Collect every line below that contains the string "wedding", and treat uppercase and lowercase as different.

* [Dataset rows]:
# # # #

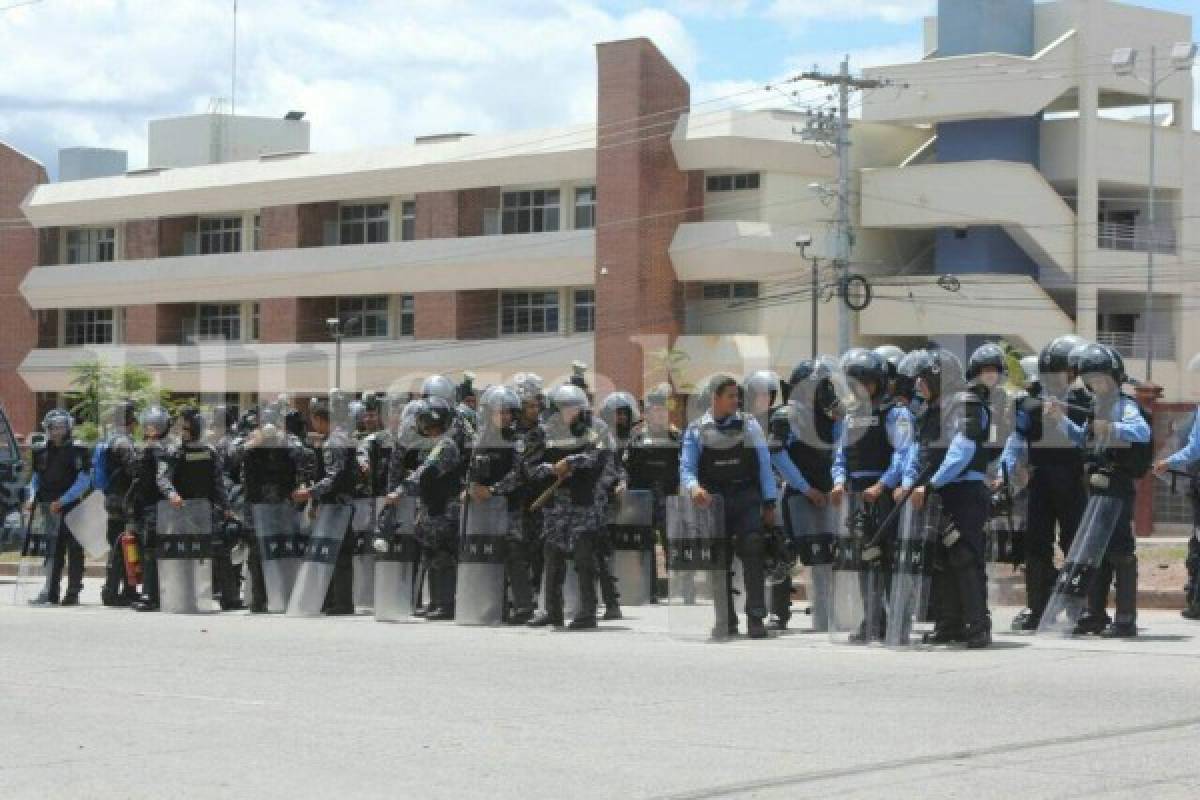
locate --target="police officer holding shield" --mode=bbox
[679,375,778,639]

# # # #

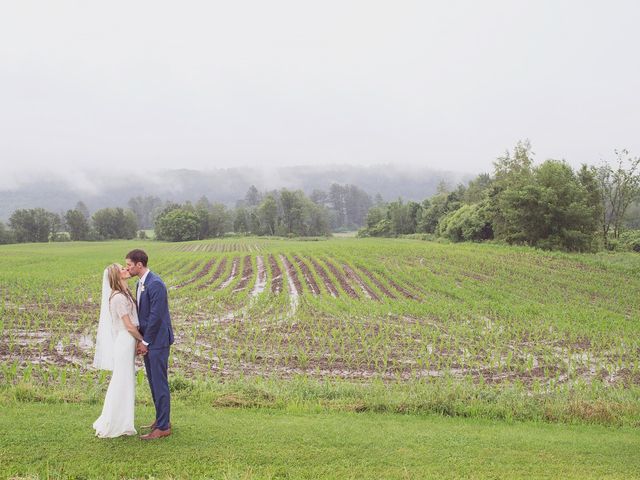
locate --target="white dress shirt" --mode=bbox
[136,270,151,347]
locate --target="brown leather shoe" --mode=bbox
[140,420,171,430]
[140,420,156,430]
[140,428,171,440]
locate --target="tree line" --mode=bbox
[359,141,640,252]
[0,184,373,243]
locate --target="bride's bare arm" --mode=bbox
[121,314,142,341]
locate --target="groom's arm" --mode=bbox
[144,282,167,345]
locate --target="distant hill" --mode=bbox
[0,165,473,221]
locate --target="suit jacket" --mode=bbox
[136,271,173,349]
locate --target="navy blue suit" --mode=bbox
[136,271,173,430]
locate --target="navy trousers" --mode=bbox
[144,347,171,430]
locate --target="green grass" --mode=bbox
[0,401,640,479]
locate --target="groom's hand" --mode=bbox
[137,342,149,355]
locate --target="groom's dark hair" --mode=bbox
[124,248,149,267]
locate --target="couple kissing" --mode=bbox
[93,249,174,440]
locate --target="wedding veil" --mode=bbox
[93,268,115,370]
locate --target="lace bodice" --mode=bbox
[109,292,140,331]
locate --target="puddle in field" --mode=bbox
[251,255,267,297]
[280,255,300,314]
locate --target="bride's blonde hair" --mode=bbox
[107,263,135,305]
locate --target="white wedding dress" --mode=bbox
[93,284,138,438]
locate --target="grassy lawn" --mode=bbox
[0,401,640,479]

# # # #

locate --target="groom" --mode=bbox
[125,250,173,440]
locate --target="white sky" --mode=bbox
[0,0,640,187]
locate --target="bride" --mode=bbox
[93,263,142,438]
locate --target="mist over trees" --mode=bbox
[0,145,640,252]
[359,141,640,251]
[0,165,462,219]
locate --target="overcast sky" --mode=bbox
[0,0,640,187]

# # # #

* [Task solution]:
locate --target="wedding veil" --mode=bbox
locate --target="white wedding dress" --mode=bbox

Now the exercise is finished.